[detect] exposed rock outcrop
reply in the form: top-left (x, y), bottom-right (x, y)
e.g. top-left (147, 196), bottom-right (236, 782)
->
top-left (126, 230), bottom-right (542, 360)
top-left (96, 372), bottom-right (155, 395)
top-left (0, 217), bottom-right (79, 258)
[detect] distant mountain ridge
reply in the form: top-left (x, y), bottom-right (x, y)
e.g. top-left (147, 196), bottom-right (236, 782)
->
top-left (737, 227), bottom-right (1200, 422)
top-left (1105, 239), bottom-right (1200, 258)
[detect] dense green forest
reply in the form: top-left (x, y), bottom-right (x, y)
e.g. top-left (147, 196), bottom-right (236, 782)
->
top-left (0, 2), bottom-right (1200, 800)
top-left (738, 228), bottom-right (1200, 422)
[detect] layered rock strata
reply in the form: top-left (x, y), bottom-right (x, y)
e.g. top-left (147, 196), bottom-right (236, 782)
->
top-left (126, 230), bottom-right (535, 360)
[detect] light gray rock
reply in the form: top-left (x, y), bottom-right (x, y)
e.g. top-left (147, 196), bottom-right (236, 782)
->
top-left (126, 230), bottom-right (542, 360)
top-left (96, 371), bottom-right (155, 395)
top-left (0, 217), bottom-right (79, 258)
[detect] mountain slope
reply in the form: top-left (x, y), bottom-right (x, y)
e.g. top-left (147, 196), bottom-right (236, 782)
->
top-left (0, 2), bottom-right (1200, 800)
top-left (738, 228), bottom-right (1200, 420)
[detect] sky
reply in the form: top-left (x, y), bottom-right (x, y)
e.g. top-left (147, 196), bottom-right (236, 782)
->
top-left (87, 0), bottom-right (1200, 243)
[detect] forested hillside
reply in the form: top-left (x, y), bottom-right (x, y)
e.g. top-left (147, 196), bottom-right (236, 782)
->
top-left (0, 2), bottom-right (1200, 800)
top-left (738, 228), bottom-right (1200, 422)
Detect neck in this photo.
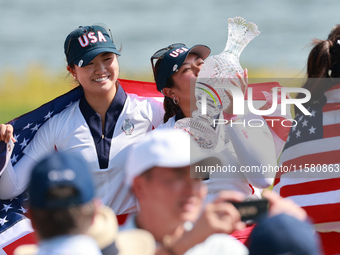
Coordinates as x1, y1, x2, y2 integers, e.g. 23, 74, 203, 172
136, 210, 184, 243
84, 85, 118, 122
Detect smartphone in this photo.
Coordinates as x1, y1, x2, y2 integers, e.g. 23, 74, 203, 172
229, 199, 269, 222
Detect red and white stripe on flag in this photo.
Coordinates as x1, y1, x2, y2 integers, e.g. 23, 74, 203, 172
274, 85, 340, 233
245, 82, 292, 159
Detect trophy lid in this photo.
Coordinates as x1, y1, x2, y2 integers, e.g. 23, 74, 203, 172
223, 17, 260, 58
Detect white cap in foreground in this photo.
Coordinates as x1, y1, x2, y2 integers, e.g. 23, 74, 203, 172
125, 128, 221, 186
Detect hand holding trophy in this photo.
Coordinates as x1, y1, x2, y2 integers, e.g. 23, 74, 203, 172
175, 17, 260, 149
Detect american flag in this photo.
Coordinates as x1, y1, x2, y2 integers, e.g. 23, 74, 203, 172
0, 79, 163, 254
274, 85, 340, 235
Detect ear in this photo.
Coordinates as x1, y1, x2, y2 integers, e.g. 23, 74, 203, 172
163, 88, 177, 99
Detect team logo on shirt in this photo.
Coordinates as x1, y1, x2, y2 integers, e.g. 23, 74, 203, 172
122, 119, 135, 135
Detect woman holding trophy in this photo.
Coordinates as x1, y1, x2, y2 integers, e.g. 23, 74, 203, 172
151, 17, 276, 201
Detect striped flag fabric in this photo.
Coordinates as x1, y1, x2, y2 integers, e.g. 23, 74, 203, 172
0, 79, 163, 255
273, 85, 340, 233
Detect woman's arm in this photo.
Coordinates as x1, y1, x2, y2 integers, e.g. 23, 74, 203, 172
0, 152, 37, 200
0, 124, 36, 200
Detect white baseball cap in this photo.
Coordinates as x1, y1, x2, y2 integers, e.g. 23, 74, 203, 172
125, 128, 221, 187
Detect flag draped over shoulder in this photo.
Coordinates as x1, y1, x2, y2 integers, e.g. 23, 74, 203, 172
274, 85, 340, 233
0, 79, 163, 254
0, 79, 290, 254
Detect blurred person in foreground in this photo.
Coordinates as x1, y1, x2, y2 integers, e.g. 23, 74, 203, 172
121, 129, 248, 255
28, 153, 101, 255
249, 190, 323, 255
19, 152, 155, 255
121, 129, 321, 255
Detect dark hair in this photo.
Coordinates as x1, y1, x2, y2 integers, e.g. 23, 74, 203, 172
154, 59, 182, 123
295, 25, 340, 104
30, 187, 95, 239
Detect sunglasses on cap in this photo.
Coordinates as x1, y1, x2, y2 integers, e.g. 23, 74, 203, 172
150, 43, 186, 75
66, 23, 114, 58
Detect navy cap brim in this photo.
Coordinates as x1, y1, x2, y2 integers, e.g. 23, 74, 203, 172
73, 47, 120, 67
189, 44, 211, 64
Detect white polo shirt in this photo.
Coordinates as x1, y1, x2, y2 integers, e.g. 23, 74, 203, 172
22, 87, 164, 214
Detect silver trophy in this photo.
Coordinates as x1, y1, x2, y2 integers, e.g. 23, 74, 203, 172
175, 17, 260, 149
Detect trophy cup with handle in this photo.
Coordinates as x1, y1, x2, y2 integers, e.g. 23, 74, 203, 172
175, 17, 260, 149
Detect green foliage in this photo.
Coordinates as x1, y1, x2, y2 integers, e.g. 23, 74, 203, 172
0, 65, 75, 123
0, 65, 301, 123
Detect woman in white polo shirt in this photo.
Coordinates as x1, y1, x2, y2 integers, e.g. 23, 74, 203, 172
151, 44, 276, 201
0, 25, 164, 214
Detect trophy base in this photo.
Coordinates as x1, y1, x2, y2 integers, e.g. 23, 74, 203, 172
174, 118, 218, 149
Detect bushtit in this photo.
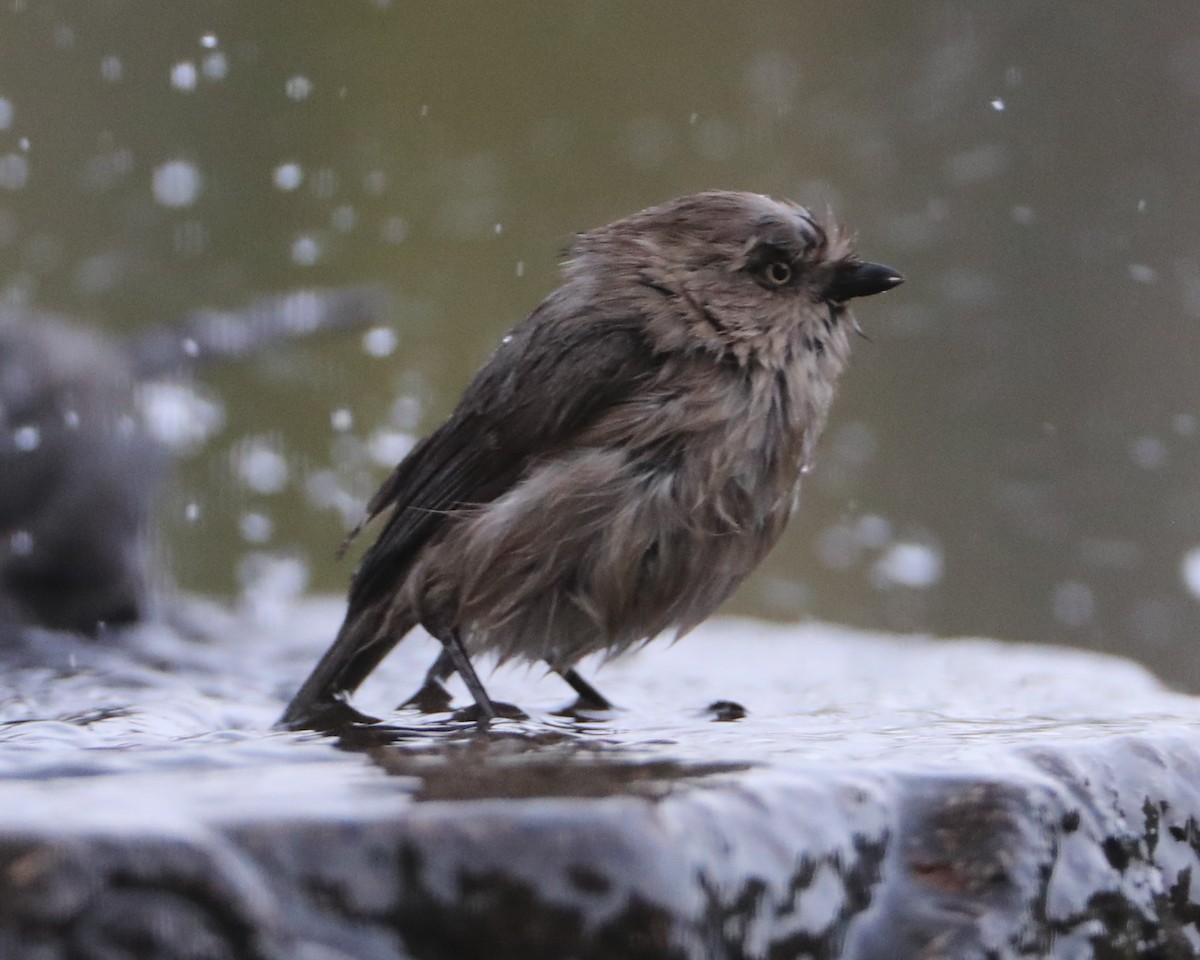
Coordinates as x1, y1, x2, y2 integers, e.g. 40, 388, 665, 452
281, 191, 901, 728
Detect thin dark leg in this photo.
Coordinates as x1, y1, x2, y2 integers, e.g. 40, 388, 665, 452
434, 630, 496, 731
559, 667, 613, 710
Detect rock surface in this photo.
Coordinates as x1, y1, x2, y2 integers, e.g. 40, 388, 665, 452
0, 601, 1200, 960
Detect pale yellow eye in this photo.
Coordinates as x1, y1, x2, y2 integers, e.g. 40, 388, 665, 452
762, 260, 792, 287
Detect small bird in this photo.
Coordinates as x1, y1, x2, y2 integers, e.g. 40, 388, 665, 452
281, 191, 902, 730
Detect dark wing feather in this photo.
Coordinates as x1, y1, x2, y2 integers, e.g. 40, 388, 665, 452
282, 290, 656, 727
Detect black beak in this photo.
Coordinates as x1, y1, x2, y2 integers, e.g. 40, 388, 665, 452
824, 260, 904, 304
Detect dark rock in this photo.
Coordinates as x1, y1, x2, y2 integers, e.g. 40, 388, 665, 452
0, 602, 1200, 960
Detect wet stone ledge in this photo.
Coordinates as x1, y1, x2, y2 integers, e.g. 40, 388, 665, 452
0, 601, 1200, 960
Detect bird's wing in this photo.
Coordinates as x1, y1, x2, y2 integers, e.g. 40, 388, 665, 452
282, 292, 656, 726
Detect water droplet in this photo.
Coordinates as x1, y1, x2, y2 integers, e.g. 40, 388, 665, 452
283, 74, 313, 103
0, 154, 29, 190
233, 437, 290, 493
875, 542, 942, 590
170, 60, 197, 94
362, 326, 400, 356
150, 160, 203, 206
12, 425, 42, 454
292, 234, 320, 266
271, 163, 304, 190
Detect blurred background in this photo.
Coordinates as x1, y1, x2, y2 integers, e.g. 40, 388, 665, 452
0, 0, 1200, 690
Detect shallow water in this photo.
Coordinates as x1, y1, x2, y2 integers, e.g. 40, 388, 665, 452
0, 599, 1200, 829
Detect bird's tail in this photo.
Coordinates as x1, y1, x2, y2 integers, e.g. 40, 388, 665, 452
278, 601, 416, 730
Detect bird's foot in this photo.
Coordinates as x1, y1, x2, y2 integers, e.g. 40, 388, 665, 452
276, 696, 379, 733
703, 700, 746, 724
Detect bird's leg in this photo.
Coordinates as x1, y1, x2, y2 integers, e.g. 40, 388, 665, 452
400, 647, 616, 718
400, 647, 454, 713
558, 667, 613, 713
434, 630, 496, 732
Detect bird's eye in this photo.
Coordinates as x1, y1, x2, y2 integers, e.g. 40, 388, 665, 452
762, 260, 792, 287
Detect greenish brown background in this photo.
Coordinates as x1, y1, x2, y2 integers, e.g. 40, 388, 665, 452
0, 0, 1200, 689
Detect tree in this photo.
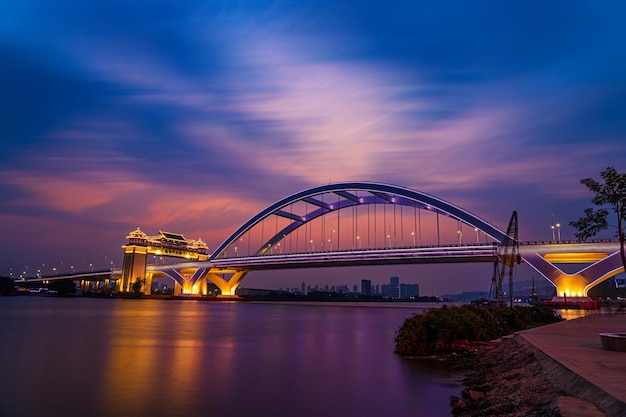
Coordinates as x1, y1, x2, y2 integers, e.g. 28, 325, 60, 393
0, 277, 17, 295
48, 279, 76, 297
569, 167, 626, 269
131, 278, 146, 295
==================================================
_REQUIRED WORK_. Reproduce verbatim the records from the line containing "Detect tree in this photo." through the end of the records, both included, leaving out the pictures.

_ANSWER TO THE EXERCISE_.
Detect tree in this photo.
Coordinates as x1, y1, x2, y2 integers, e.g. 28, 325, 60, 393
0, 277, 17, 295
48, 279, 76, 297
569, 167, 626, 269
131, 278, 146, 295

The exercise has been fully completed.